» Source text
□ □ □ □
Forest vs Tree: The (N, K) Trade-off in Reproducible ML Evaluation¶

Conference: AAAI 2026 arXiv: 2508.03663 Code: None Area: Other Keywords: Reproducibility, Human Annotation, Annotator Disagreement, Evaluation Reliability, Optimal Budget Allocation

TL;DR¶

This paper investigates the optimal trade-off between the number of samples \(N\) and the number of annotators per sample \(K\) in machine learning evaluation. Under a fixed budget \(N \times K\), by analyzing multi-annotator datasets and simulated distributions, the study finds that \(K > 10\) is generally optimal when annotator disagreement is considered, and the required total budget \(N \times K\) typically does not exceed 1000.

Background & Motivation¶

Background: Reproducibility is the cornerstone of scientific validation and the basis upon which results are granted authority. In machine learning evaluation, ground truth labels are typically obtained from human annotators. However, inter-annotator disagreement is prevalent, and the evaluation literature surprisingly lacks investigation into the effects of effectively ignoring such disagreement.

Limitations of Prior Work: (1) Budgets for collecting human-annotated evaluation data are limited—increasing the number of annotators \(K\) per sample substantially raises per-item annotation costs; (2) most ML evaluations use majority voting or a single annotation as the ground truth, entirely discarding inter-annotator disagreement information; (3) systematic guidance is lacking to help practitioners decide how to allocate budgets between "more samples" and "more annotators per sample."

Key Challenge: Under a fixed budget, there is a fundamental trade-off between increasing the number of samples \(N\) (broader coverage but fewer annotations per item) and increasing the number of annotators \(K\) per item (more reliable labels but narrower coverage). Prior intuition has favored maximizing \(N\), which neglects the noise introduced by annotator disagreement.
□ □ □ □
» Recorded data
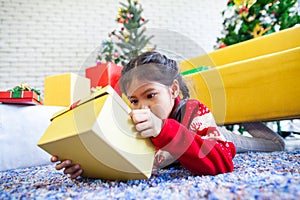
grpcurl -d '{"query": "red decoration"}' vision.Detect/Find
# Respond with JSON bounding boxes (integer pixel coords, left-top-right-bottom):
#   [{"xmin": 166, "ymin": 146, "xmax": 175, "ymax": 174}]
[
  {"xmin": 85, "ymin": 62, "xmax": 122, "ymax": 94},
  {"xmin": 0, "ymin": 91, "xmax": 43, "ymax": 105}
]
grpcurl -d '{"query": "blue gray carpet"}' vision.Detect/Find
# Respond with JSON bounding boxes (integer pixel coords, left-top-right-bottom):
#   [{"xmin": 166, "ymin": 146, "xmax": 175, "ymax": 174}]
[{"xmin": 0, "ymin": 150, "xmax": 300, "ymax": 200}]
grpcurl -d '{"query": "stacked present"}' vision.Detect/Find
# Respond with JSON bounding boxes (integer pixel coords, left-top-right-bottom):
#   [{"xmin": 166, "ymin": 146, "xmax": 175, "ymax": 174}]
[
  {"xmin": 38, "ymin": 86, "xmax": 155, "ymax": 180},
  {"xmin": 180, "ymin": 27, "xmax": 300, "ymax": 124},
  {"xmin": 38, "ymin": 63, "xmax": 155, "ymax": 180},
  {"xmin": 0, "ymin": 84, "xmax": 43, "ymax": 104}
]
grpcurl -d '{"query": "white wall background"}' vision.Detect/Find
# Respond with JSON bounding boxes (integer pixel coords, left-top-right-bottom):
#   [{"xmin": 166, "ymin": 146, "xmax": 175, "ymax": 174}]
[{"xmin": 0, "ymin": 0, "xmax": 227, "ymax": 92}]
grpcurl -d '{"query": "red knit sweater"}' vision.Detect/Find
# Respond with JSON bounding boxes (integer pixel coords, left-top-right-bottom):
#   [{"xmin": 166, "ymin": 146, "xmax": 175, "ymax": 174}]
[{"xmin": 151, "ymin": 98, "xmax": 236, "ymax": 175}]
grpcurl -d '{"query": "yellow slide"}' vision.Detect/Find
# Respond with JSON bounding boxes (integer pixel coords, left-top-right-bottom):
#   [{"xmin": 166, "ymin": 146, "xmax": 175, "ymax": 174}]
[{"xmin": 181, "ymin": 27, "xmax": 300, "ymax": 124}]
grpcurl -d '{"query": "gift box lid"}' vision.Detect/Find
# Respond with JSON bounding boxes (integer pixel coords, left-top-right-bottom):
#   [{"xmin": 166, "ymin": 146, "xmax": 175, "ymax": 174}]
[
  {"xmin": 38, "ymin": 86, "xmax": 155, "ymax": 180},
  {"xmin": 50, "ymin": 85, "xmax": 131, "ymax": 121}
]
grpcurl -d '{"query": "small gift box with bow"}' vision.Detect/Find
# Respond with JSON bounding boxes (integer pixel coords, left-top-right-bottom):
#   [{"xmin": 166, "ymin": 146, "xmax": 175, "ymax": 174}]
[{"xmin": 0, "ymin": 84, "xmax": 43, "ymax": 105}]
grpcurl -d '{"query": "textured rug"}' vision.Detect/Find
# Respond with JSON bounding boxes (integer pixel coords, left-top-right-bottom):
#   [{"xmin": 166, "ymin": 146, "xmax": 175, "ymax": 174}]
[{"xmin": 0, "ymin": 150, "xmax": 300, "ymax": 200}]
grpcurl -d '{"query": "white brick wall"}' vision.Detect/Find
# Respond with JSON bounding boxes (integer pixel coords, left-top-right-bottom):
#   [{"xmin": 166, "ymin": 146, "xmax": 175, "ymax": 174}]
[{"xmin": 0, "ymin": 0, "xmax": 227, "ymax": 92}]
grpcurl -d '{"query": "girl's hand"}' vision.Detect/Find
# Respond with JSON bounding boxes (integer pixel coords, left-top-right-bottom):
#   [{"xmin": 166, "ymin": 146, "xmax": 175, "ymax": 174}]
[
  {"xmin": 130, "ymin": 109, "xmax": 163, "ymax": 138},
  {"xmin": 51, "ymin": 156, "xmax": 83, "ymax": 179}
]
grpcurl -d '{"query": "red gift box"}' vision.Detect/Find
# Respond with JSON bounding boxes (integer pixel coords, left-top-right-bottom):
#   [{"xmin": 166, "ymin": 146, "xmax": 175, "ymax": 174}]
[
  {"xmin": 0, "ymin": 91, "xmax": 43, "ymax": 104},
  {"xmin": 85, "ymin": 62, "xmax": 122, "ymax": 94}
]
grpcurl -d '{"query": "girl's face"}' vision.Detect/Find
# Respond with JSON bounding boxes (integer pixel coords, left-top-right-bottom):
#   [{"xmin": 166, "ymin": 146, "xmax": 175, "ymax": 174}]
[{"xmin": 126, "ymin": 79, "xmax": 179, "ymax": 119}]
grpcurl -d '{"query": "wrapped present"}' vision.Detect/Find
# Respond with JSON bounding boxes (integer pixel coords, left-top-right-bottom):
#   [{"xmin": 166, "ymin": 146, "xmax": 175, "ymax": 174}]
□ □ □ □
» What to do
A. In the text on the (N, K) trade-off, what is wrong with the earlier intuition of maximizing the number of samples N? Answer in one to three sentences.
B. Could you carry the (N, K) trade-off text forward from its last sentence?

» Answers
A. Favoring the largest possible N ignores the noise that comes from annotators disagreeing. Under a fixed budget, more samples means fewer annotations per item and therefore less reliable labels.

B.
Goal: (1) Systematically study the \((N, K)\) trade-off; (2) identify optimal \((N, K)\) configurations under different evaluation metrics; (3) provide practical guidance to help ML practitioners optimize evaluation budget allocation.

Key Insight: The authors analyze multiple real-world multi-annotator datasets and simulated distributions fitted to these datasets, systematically exploring the optimal \((N, K)\) for the core task of reliably comparing the performance of two ML models.

Core Idea: In ML evaluation, "more annotators per sample" is often more effective than "more samples"—configurations with \(K > 10\) outperform maximum-\(N\) configurations with \(K = 1\) in most scenarios.

Method¶

Overall Architecture¶

The research framework consists of three stages: (1) collecting multiple real-world multi-annotator datasets; (2) systematically experimenting with different \((N, K)\) configurations on each dataset, evaluating the reproducibility of model comparisons; (3) analyzing how optimal \((N, K)\) configurations vary with evaluation metrics and dataset characteristics.

Key Designs¶

Reproducibility Measurement Framework:
- Function: Quantifies the repeatability of evaluation conclusions (i.e., model A outperforms model B).
- Mechanism: For a given \((N, K)\) configuration, multiple rounds of sampling are performed from the full dataset, each drawing \(N\) samples with \(K\) randomly selected annotators. Evaluation metrics are computed for two models on each sample and compared. Reproducibility is defined as the proportion of sampling rounds yielding the same conclusion (i.e., the same model is better). High reproducibility indicates stable and reliable evaluation conclusions.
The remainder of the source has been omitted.